* Record excerpts *
· · · · ·

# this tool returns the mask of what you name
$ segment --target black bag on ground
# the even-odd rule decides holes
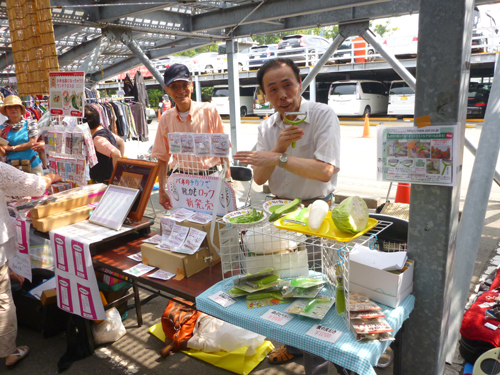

· · · · ·

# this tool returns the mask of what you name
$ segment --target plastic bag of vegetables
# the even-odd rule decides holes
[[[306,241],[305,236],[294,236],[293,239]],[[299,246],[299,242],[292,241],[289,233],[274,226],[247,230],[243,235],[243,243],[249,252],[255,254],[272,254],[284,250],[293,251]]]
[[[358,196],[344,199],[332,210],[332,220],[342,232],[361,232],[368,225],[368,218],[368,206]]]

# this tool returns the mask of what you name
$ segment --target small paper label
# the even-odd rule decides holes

· · · · ·

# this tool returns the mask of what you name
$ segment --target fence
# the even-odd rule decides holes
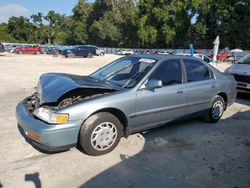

· · · · ·

* Task requirements *
Go over the records above and tally the lines with the word "segment" in them. Give the number alone.

* The completed task *
4